§ Your goal: Copy the listing starting at its first line and ending at the line containing "M 547 84 L 630". Leave the requests unchanged, but multiply every coordinate in the answers by 0.4 and round each result to a whole number, with halves rounded up.

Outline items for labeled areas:
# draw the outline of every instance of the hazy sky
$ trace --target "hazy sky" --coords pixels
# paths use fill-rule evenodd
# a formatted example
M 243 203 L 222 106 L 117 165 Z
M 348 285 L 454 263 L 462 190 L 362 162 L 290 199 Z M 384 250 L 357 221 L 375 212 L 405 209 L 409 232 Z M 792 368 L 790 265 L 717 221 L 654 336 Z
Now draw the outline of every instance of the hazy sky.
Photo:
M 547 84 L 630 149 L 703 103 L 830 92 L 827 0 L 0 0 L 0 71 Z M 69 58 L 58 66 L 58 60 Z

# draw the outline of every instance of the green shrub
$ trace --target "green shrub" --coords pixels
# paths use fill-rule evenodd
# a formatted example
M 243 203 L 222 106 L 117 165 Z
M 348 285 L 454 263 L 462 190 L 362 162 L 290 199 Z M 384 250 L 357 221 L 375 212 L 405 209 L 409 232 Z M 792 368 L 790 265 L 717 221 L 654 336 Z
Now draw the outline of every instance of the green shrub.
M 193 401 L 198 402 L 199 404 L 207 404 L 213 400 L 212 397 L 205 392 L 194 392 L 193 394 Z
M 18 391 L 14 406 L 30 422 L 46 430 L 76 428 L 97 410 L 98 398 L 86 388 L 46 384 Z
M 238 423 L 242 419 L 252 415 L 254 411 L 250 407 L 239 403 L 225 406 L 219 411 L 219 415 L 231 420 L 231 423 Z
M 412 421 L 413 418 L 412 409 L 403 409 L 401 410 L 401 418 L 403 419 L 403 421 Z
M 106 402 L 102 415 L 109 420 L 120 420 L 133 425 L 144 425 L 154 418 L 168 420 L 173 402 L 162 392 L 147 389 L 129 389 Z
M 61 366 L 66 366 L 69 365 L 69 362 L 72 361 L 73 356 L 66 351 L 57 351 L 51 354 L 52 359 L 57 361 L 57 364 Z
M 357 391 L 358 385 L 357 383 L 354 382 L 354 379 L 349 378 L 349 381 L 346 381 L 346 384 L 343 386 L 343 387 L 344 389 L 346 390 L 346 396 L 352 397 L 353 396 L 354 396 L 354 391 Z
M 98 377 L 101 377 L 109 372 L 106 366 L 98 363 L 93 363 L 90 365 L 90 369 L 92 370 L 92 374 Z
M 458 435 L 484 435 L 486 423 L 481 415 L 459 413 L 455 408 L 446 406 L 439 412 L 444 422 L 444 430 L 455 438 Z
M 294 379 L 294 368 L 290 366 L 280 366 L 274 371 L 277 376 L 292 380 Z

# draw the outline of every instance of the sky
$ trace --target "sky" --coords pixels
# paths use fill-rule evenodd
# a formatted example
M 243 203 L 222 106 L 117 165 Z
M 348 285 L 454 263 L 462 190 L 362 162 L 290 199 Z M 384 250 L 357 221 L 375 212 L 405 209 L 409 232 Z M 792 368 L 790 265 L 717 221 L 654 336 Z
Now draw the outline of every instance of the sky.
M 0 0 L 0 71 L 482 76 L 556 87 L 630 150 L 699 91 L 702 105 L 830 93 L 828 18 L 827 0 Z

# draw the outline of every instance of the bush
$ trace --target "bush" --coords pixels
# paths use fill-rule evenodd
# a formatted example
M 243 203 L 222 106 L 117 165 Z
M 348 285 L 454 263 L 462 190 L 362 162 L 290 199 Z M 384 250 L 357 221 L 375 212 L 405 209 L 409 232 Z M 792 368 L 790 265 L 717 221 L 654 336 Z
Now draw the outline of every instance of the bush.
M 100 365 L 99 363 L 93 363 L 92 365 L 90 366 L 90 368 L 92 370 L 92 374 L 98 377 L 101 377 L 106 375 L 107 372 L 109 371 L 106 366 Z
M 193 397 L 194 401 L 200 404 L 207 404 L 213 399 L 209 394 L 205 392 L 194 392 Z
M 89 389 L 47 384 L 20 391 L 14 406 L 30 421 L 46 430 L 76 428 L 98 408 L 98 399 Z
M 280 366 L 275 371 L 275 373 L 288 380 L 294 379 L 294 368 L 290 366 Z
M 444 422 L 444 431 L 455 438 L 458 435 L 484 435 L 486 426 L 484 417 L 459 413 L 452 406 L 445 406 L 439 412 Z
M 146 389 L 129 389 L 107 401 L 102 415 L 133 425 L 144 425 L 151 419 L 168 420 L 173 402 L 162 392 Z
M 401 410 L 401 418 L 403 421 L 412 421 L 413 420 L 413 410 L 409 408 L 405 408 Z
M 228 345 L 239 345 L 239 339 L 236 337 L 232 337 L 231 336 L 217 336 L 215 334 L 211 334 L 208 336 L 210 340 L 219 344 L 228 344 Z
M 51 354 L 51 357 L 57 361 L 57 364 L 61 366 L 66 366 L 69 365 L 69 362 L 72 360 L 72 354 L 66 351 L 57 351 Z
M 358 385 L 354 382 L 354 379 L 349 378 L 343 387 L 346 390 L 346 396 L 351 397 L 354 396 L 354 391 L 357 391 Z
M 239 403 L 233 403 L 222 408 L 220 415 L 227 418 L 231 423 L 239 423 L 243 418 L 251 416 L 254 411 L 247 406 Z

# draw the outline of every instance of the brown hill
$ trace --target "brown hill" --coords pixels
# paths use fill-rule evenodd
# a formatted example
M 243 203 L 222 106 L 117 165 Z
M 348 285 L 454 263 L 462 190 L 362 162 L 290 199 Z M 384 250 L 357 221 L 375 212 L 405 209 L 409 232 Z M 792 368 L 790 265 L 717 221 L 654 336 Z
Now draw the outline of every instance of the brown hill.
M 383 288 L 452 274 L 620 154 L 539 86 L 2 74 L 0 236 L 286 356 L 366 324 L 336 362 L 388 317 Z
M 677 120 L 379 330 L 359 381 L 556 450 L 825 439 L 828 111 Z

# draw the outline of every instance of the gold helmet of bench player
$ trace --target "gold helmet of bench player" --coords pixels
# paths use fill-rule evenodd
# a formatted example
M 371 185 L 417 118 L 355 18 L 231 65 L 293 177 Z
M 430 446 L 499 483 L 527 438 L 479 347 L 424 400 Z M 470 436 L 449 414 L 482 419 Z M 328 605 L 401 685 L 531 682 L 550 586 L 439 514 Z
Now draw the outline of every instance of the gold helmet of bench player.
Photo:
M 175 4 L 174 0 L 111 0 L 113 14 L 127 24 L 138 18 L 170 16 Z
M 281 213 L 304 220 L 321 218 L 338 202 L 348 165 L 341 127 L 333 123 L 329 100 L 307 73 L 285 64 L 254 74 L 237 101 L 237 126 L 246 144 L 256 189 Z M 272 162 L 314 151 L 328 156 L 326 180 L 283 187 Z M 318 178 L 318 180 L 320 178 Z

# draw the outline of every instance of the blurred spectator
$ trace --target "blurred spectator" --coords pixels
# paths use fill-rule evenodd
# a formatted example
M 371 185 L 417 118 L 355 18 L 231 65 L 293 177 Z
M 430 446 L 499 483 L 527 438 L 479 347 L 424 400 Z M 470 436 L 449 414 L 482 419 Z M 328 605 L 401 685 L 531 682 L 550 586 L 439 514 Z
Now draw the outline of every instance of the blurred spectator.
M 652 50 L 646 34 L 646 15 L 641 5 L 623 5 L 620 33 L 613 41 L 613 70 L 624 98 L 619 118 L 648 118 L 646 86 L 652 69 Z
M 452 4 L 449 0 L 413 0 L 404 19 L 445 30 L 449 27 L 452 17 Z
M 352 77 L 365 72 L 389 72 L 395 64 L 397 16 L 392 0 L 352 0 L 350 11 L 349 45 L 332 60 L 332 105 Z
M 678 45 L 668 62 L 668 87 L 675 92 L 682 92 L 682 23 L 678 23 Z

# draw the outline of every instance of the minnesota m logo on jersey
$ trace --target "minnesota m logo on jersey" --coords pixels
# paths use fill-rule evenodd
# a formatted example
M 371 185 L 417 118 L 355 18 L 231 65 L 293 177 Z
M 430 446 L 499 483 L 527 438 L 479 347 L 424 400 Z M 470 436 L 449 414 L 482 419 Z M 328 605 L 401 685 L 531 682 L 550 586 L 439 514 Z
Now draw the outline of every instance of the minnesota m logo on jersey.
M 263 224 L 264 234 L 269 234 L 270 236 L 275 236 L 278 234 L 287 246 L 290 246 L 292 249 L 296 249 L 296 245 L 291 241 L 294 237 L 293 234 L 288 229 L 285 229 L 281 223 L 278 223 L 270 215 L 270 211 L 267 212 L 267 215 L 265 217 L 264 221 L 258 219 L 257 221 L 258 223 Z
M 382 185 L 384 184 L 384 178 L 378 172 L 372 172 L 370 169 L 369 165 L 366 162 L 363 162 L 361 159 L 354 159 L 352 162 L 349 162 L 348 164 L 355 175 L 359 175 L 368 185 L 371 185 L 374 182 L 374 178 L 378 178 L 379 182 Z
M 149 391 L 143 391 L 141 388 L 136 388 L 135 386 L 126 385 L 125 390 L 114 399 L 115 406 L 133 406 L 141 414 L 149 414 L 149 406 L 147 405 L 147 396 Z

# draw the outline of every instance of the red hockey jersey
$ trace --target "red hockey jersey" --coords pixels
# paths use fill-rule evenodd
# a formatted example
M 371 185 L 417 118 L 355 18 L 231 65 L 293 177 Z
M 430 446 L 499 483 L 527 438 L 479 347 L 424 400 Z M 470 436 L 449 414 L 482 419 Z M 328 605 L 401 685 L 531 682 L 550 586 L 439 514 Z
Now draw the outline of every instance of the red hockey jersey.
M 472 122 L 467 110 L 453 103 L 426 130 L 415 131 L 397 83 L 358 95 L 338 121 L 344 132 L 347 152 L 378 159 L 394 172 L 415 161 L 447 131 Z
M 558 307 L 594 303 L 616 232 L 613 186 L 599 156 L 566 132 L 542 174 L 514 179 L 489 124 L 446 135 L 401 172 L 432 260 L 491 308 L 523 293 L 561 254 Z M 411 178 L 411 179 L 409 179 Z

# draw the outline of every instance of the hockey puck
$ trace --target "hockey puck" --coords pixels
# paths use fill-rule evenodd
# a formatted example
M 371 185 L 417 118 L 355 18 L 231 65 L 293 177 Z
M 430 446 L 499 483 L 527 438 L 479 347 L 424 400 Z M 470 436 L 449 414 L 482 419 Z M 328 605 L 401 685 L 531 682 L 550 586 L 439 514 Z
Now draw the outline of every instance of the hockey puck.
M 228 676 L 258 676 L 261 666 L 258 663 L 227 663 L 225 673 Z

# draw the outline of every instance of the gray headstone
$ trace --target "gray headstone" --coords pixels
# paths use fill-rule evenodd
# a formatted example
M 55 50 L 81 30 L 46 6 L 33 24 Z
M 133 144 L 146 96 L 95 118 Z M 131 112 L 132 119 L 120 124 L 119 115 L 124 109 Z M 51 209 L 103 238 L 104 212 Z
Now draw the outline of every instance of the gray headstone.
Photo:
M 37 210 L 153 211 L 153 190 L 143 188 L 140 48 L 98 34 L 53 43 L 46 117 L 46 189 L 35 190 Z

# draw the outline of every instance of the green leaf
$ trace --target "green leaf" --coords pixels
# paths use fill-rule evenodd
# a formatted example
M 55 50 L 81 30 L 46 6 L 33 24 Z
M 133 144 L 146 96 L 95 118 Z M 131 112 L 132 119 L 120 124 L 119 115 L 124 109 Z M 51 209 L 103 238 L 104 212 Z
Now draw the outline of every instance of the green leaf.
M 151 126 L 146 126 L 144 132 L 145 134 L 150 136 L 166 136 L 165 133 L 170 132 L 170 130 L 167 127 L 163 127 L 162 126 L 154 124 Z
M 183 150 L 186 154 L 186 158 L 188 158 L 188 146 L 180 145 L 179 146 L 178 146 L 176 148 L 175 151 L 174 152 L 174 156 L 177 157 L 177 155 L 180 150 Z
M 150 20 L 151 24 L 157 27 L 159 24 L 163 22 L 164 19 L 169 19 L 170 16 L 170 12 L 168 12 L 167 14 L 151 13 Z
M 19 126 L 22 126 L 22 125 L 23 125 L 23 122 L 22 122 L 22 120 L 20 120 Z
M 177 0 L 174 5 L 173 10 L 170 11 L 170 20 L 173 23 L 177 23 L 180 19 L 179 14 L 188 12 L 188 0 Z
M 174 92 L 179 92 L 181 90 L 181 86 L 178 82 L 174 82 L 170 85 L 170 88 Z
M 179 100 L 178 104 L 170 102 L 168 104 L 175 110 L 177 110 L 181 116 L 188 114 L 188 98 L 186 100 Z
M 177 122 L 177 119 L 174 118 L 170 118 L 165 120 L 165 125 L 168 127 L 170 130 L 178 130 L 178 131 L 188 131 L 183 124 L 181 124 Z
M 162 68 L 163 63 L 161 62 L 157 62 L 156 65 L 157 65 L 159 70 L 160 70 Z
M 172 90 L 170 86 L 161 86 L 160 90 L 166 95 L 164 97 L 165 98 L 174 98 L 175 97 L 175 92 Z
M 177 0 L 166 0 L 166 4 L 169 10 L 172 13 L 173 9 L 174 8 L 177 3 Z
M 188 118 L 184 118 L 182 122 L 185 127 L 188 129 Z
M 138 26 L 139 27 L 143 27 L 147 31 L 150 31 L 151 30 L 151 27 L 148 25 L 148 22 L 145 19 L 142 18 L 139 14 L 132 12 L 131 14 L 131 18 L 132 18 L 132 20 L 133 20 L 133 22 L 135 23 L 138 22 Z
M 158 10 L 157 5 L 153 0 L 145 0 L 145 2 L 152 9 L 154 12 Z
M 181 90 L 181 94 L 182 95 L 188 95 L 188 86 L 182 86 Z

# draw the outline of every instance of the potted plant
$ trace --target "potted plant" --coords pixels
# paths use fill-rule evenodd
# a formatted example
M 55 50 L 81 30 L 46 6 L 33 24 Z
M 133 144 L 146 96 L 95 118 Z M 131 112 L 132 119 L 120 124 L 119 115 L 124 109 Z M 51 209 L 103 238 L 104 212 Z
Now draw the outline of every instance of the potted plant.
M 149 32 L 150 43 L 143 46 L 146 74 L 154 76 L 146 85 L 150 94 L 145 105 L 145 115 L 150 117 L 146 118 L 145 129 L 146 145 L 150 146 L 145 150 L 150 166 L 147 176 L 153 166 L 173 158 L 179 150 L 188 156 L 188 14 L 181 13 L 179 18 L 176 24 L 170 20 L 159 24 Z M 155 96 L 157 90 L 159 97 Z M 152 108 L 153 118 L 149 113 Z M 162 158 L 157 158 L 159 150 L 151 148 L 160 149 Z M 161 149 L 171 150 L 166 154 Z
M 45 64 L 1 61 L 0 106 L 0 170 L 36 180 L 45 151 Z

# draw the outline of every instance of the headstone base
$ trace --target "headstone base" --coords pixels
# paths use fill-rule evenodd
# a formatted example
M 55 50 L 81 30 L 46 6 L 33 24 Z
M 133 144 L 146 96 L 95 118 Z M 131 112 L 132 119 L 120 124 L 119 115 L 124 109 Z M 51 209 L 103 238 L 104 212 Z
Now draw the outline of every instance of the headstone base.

§ Problem solution:
# draw the outline of every instance of the hazy sky
$ trace --target "hazy sky" --coords pixels
# paths use fill-rule evenodd
# a formatted example
M 243 203 L 222 106 L 117 165 Z
M 348 285 L 454 263 L 462 190 L 362 162 L 290 199 Z M 384 250 L 357 221 L 375 212 L 405 209 L 409 232 Z M 792 368 L 790 265 L 717 221 L 654 336 Z
Now draw the outline of every instance of the hazy sky.
Photo:
M 219 34 L 252 60 L 281 41 L 332 37 L 331 0 L 0 0 L 0 28 Z M 28 23 L 23 26 L 23 24 Z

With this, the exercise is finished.